(WHAT THE TASK REQUIRES)
Please retype exactly the lines from the one containing "The red cardinal" through the end of the records, leaving out the pictures.

━━ SUPPLIED RECORDS

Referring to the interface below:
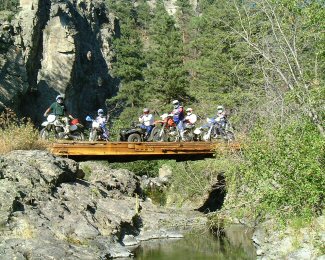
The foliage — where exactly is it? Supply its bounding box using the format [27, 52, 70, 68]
[0, 0, 19, 12]
[0, 108, 46, 154]
[109, 0, 147, 107]
[144, 1, 189, 105]
[224, 117, 324, 223]
[109, 159, 165, 177]
[165, 159, 228, 206]
[144, 186, 167, 206]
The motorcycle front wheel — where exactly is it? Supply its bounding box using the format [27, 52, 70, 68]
[89, 129, 97, 141]
[40, 128, 57, 140]
[151, 126, 163, 142]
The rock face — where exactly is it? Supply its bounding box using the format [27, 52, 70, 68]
[0, 151, 205, 259]
[1, 0, 118, 124]
[253, 217, 325, 260]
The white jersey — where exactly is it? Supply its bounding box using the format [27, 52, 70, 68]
[185, 113, 197, 124]
[215, 112, 225, 122]
[139, 114, 154, 126]
[96, 115, 108, 125]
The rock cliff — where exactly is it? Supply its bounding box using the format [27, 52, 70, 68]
[0, 150, 206, 258]
[1, 0, 118, 124]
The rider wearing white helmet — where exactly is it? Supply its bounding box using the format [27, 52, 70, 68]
[43, 94, 73, 132]
[214, 105, 227, 138]
[95, 108, 109, 139]
[171, 100, 185, 140]
[216, 105, 226, 122]
[139, 108, 154, 136]
[184, 108, 197, 125]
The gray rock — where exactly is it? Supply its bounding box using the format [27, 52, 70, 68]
[1, 151, 205, 258]
[1, 0, 117, 123]
[122, 234, 139, 246]
[288, 248, 313, 260]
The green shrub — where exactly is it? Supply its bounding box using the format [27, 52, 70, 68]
[224, 118, 325, 224]
[165, 159, 228, 206]
[109, 160, 164, 177]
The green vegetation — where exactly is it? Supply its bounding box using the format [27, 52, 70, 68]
[0, 0, 18, 11]
[0, 0, 322, 232]
[0, 0, 19, 21]
[110, 160, 165, 177]
[105, 0, 324, 228]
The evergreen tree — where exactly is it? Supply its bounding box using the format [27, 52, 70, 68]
[107, 0, 146, 107]
[144, 1, 189, 106]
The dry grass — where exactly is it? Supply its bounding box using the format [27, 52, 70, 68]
[0, 108, 47, 154]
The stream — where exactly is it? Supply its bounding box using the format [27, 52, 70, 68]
[134, 225, 256, 259]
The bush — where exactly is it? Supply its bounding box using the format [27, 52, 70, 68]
[166, 159, 228, 206]
[109, 160, 164, 177]
[223, 118, 325, 224]
[0, 108, 46, 154]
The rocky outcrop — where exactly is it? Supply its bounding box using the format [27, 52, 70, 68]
[0, 151, 206, 259]
[0, 0, 118, 124]
[0, 19, 29, 112]
[253, 217, 325, 259]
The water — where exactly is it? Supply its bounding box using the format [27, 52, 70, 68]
[134, 225, 256, 260]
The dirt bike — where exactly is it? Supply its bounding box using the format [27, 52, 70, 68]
[151, 114, 182, 142]
[182, 121, 196, 141]
[85, 116, 109, 141]
[193, 117, 235, 142]
[119, 122, 154, 142]
[40, 115, 84, 140]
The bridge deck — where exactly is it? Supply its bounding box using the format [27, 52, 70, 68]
[51, 141, 240, 159]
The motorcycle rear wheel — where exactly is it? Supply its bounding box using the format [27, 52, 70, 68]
[224, 131, 235, 141]
[70, 131, 84, 141]
[127, 133, 141, 142]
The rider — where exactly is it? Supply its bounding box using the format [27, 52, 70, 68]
[95, 108, 109, 140]
[214, 105, 227, 137]
[139, 108, 154, 138]
[184, 108, 197, 126]
[43, 95, 73, 133]
[171, 100, 185, 140]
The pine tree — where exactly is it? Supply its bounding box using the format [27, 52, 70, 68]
[144, 1, 189, 106]
[108, 0, 146, 107]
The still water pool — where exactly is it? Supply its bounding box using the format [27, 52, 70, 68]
[134, 225, 256, 260]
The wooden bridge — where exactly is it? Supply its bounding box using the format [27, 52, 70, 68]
[50, 141, 241, 161]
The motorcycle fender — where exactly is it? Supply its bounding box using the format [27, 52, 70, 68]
[69, 125, 78, 131]
[126, 129, 140, 135]
[41, 121, 48, 127]
[193, 128, 201, 135]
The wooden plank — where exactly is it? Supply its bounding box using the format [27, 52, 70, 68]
[50, 141, 240, 158]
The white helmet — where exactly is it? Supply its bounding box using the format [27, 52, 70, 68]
[98, 108, 104, 115]
[56, 95, 63, 100]
[217, 105, 224, 111]
[56, 95, 64, 104]
[143, 108, 149, 113]
[172, 100, 179, 108]
[186, 108, 192, 115]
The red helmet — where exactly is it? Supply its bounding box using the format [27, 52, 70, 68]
[71, 119, 79, 125]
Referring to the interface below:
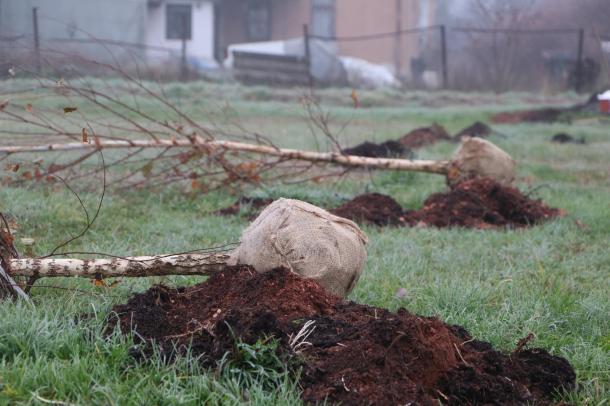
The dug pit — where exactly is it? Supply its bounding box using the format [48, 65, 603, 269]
[109, 267, 575, 405]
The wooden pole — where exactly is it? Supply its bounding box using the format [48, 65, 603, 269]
[181, 14, 188, 81]
[32, 7, 41, 75]
[440, 25, 448, 88]
[394, 0, 403, 78]
[575, 28, 585, 93]
[303, 24, 314, 88]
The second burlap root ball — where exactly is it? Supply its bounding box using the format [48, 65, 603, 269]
[230, 198, 368, 298]
[449, 136, 516, 185]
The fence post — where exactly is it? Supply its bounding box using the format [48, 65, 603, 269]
[440, 25, 448, 88]
[180, 14, 188, 81]
[394, 0, 403, 78]
[303, 24, 313, 88]
[575, 28, 585, 93]
[32, 7, 41, 75]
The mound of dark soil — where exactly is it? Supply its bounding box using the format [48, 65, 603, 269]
[330, 193, 406, 226]
[491, 108, 566, 124]
[342, 140, 412, 158]
[109, 268, 575, 405]
[398, 123, 453, 148]
[455, 121, 493, 139]
[405, 178, 563, 229]
[214, 196, 273, 216]
[551, 133, 586, 144]
[330, 178, 562, 229]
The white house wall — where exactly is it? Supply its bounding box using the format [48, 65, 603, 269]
[146, 0, 214, 63]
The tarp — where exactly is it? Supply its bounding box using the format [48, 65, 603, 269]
[226, 37, 401, 89]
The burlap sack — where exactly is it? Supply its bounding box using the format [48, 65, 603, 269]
[230, 198, 368, 298]
[450, 136, 516, 185]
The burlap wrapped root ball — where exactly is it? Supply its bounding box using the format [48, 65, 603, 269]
[230, 198, 368, 298]
[449, 136, 516, 185]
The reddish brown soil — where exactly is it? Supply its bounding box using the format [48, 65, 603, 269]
[330, 178, 562, 229]
[406, 178, 563, 229]
[491, 108, 565, 124]
[398, 123, 453, 148]
[109, 268, 575, 405]
[455, 121, 493, 139]
[331, 193, 406, 226]
[342, 140, 412, 158]
[213, 196, 273, 216]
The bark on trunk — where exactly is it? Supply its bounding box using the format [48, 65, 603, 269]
[0, 138, 451, 175]
[9, 253, 232, 278]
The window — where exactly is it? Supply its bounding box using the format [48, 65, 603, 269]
[166, 4, 192, 40]
[312, 0, 335, 38]
[247, 1, 271, 41]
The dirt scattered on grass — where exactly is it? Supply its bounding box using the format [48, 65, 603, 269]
[331, 178, 562, 229]
[491, 108, 566, 124]
[398, 123, 453, 148]
[213, 196, 273, 216]
[342, 140, 412, 158]
[455, 121, 493, 139]
[551, 133, 586, 144]
[109, 267, 575, 405]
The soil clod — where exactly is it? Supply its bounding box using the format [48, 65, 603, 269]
[109, 267, 576, 405]
[551, 133, 586, 144]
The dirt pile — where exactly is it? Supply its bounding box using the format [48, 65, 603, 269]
[331, 178, 562, 229]
[342, 140, 412, 158]
[331, 193, 406, 226]
[406, 178, 563, 228]
[213, 196, 273, 216]
[109, 267, 575, 405]
[455, 121, 493, 139]
[398, 123, 453, 148]
[491, 108, 566, 124]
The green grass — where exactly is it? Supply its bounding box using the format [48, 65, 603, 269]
[0, 81, 609, 405]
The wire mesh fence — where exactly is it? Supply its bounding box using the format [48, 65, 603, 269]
[309, 25, 608, 93]
[0, 6, 608, 93]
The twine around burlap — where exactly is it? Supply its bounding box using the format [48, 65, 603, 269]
[230, 198, 368, 298]
[450, 136, 516, 185]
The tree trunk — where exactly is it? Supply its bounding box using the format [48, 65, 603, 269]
[9, 253, 232, 278]
[0, 138, 451, 175]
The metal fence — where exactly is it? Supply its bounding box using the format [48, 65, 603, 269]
[1, 7, 608, 92]
[308, 24, 608, 93]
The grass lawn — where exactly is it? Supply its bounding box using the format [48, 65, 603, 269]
[0, 81, 608, 405]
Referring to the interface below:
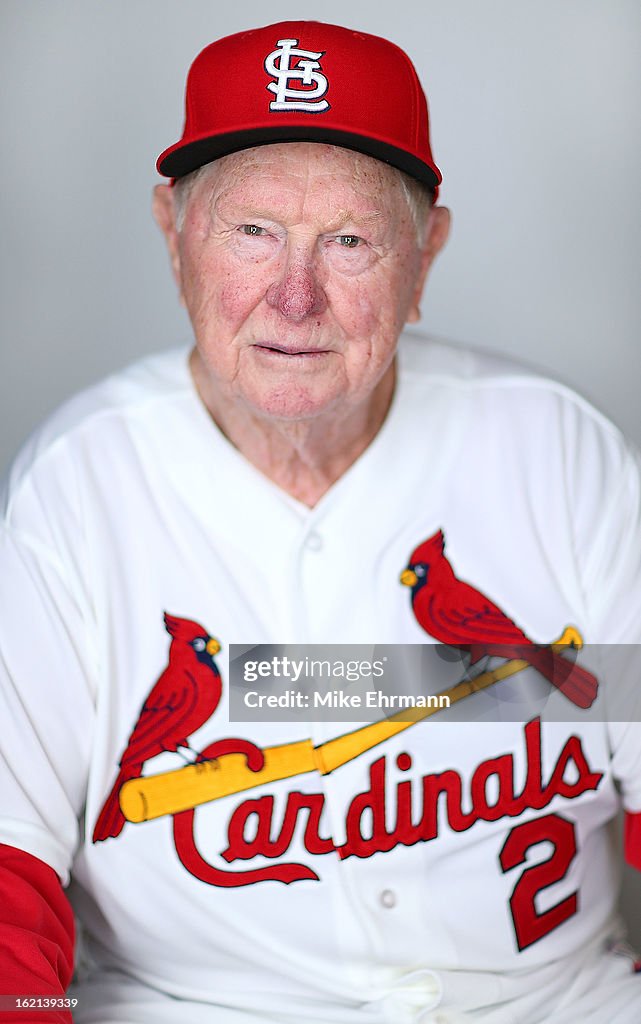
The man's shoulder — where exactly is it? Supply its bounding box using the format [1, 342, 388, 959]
[397, 332, 620, 431]
[399, 331, 570, 388]
[2, 347, 192, 516]
[36, 346, 191, 439]
[396, 333, 640, 519]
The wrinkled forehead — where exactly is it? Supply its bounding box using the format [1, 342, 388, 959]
[192, 141, 409, 215]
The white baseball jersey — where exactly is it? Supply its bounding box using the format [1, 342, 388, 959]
[1, 334, 640, 1024]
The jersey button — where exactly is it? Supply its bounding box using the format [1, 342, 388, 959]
[380, 888, 397, 909]
[305, 531, 323, 551]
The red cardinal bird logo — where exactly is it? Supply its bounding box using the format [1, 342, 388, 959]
[400, 530, 598, 709]
[92, 613, 223, 843]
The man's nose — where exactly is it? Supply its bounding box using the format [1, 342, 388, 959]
[265, 251, 327, 322]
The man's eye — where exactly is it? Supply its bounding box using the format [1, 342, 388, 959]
[239, 224, 265, 236]
[337, 234, 361, 248]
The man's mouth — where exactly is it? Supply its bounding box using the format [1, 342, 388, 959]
[253, 343, 330, 358]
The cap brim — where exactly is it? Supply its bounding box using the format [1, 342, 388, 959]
[157, 126, 441, 192]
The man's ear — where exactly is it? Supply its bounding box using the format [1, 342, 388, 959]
[152, 184, 184, 300]
[406, 206, 451, 324]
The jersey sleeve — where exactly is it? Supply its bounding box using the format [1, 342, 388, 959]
[569, 408, 641, 860]
[0, 446, 98, 995]
[578, 439, 641, 643]
[0, 525, 95, 880]
[592, 449, 641, 832]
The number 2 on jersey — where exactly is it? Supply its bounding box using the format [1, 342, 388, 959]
[499, 813, 578, 951]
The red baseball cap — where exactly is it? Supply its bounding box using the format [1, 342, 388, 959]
[157, 21, 442, 197]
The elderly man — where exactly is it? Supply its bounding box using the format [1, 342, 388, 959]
[0, 19, 640, 1024]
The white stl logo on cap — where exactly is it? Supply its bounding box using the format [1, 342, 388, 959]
[264, 38, 330, 113]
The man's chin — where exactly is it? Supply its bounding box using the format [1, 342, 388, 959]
[247, 386, 342, 423]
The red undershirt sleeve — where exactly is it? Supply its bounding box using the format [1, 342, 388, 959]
[0, 845, 74, 1023]
[624, 811, 641, 872]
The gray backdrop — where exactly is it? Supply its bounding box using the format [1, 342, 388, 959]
[1, 0, 640, 943]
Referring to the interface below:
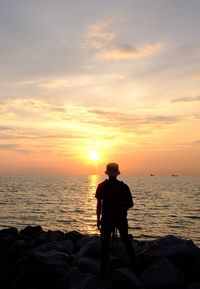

━━━━

(SOLUTION BELOW)
The red cardinal bird logo — where exactly is it? Supply its bounding box using the format [1, 342, 388, 959]
[400, 530, 598, 709]
[92, 613, 223, 843]
The man's nose — where exactly is it? Supply its bounding box using the format [1, 342, 388, 959]
[265, 251, 327, 322]
The man's eye — where exactly is it? Supply its bounding box using the format [1, 342, 388, 959]
[239, 224, 265, 236]
[337, 234, 361, 248]
The man's mouth — where exactly is it? Supply its bounding box using the format [1, 342, 388, 959]
[253, 343, 330, 358]
The cap brim — where exactly is it? Supply its bounding box using the format [1, 342, 388, 959]
[157, 126, 441, 192]
The man's ear — where exactly is it? Supply its bounding box using the format [1, 342, 388, 959]
[152, 184, 184, 300]
[406, 206, 451, 324]
The jersey sleeve — where exactly is it? Supply its bounding box using the format [1, 342, 388, 959]
[569, 408, 641, 860]
[0, 446, 98, 995]
[578, 439, 641, 643]
[0, 525, 95, 880]
[592, 449, 641, 832]
The number 2 on jersey — where exactly is it? Supply its bounding box using the format [1, 342, 388, 959]
[499, 813, 578, 951]
The red baseball cap — where exactly is it? Supply its bounding box using the format [1, 342, 388, 959]
[157, 21, 442, 197]
The elderly man — where exactly is it? Supply its bounding box using the format [1, 342, 388, 959]
[0, 19, 640, 1024]
The white stl logo on cap — where exactly is it? Supply its bounding box using the format [1, 342, 388, 959]
[264, 38, 330, 113]
The man's chin — where exactly is it? Supply its bounding box using the format [1, 342, 388, 959]
[247, 386, 342, 423]
The red undershirt sleeve — where exactly is it? Supply its bounding box using the format [1, 342, 388, 959]
[0, 845, 74, 1023]
[624, 811, 641, 872]
The gray backdrop — where exactly is it? Supply its bounding box using the format [1, 342, 388, 959]
[1, 0, 640, 943]
Referring to the interface below:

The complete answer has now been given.